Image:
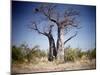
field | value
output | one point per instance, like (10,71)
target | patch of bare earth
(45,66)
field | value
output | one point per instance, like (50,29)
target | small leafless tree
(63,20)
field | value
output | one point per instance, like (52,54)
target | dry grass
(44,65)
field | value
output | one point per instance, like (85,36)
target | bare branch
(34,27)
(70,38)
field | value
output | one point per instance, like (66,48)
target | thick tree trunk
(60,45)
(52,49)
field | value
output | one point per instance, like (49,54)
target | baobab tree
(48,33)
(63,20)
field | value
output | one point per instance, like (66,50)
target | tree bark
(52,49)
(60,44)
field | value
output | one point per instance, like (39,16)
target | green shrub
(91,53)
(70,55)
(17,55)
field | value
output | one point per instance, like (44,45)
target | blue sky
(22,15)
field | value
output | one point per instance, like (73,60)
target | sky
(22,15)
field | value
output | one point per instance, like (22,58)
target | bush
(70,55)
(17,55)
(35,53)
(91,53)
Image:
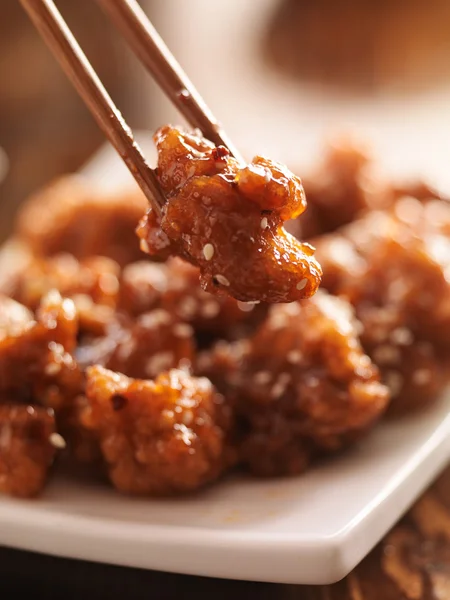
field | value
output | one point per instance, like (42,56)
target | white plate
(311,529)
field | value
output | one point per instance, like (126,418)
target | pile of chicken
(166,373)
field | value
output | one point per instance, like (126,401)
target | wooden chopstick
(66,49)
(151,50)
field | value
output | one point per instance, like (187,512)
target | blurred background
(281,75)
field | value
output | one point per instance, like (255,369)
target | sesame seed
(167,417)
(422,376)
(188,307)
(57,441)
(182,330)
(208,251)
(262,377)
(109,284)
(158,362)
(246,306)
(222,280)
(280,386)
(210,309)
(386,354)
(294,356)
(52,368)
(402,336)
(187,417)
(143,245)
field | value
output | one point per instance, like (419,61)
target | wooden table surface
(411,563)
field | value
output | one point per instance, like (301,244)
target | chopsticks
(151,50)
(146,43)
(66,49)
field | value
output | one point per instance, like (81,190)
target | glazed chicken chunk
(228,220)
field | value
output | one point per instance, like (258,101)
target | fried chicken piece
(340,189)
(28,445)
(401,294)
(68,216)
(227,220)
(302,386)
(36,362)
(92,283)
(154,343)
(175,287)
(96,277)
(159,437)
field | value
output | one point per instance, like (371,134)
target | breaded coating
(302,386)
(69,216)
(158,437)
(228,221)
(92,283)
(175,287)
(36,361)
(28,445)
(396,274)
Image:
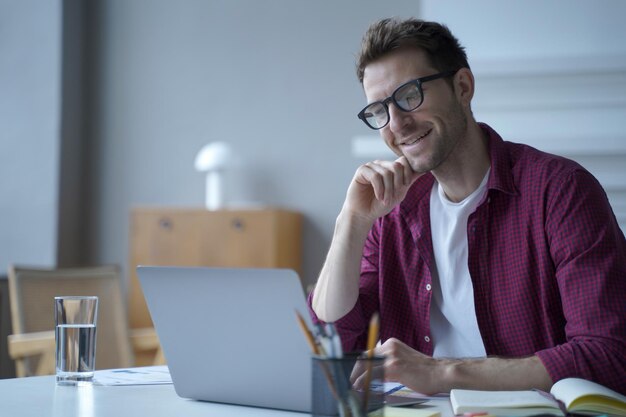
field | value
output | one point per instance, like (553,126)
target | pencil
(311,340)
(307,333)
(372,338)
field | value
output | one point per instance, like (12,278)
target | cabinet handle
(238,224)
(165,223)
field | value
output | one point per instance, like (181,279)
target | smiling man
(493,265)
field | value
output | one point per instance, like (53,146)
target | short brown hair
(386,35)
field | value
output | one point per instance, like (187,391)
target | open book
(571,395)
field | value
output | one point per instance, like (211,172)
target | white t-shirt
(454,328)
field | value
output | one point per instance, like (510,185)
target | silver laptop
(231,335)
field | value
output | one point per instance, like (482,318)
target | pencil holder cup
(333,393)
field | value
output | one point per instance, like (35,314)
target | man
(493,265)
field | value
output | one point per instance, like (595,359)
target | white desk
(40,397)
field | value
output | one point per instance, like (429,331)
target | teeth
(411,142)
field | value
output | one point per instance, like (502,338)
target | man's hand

..............................

Required work
What is needed is an exact copy of the data, with the pictures removed.

Answer to this exercise
Image:
field | value
output | one point per instance, like (10,71)
target | patch of bare earth
(45,66)
field | value
output | one point per instance, like (50,29)
target | small leafless tree
(63,20)
field | value
output | one point per instance, like (52,54)
target | dry grass
(44,65)
field | value
output | one point per instance, like (85,36)
target | bare branch
(34,27)
(70,38)
field | value
output | one point per instance, like (66,48)
target | thick tree trunk
(60,45)
(52,49)
field | value
output | one point per instance, like (49,54)
target | baobab tree
(48,33)
(63,20)
field | value
output | one point per instance, like (66,50)
target | tree bark
(52,49)
(60,44)
field | value
output | one point per instance, like (39,16)
target | green shrub
(91,53)
(70,55)
(17,55)
field | value
output | one point per instance, like (44,45)
target | blue sky
(22,15)
field | value
output | one point per instance, like (73,60)
target | sky
(22,15)
field | value
output | one point per instance, like (22,58)
target | bush
(70,55)
(17,55)
(35,53)
(91,53)
Image:
field | value
output | one point per instance, like (42,56)
target | white plate
(311,529)
field | value
output | one point per instance, like (126,418)
target | pile of chicken
(166,373)
field | value
output | one point per instance, like (126,401)
target | wooden chopstick
(66,49)
(151,50)
field | value
output | one point per instance, like (187,512)
target | blurred background
(281,75)
field | value
output | one point per instance, like (255,369)
target | sesame seed
(167,417)
(422,376)
(188,307)
(57,441)
(182,330)
(208,251)
(262,377)
(109,284)
(158,362)
(246,306)
(222,280)
(280,386)
(210,309)
(386,354)
(294,356)
(52,368)
(402,336)
(187,417)
(143,245)
field | value
output | one point per instance, like (419,61)
target | wooden table surface
(411,563)
field | value
output | one point per instance, like (301,244)
target | chopsticks
(151,50)
(146,43)
(66,49)
field | value
output | one point per instance, like (81,190)
target | glazed chicken chunk
(228,220)
field | value
output | one point per instance, like (258,101)
target | fried chicken piece
(340,189)
(28,445)
(401,294)
(68,216)
(227,220)
(302,386)
(36,362)
(92,283)
(154,343)
(175,287)
(96,277)
(159,437)
field | value
output | one point per instance, like (371,134)
target | breaded coating
(302,386)
(69,216)
(158,437)
(228,221)
(92,283)
(175,287)
(36,361)
(28,445)
(396,274)
Image:
field | value
output | one point per instance, like (553,126)
target | pencil
(311,340)
(307,333)
(372,338)
field | value
output | one point per instance, like (12,278)
target | cabinet handle
(238,224)
(165,223)
field | value
output | one point per instance, like (181,279)
target | smiling man
(493,265)
field | value
output | one point per instance, like (53,146)
target | short brown hair
(386,35)
field | value
output | one point per instance, like (187,391)
target | open book
(571,395)
field | value
output | one point per instance, like (211,172)
target | white t-shirt
(454,328)
field | value
output | one point per instance, like (510,185)
target | silver laptop
(231,335)
field | value
output | one point per instance, like (482,318)
target | pencil holder cup
(333,393)
field | value
output | one point per instance, like (35,314)
target | man
(493,265)
field | value
output | one point per instance, like (595,359)
target | white desk
(40,397)
field | value
output | one point per instance, like (429,331)
target | teeth
(411,142)
field | value
output | one point per instance, like (502,338)
target | man's hand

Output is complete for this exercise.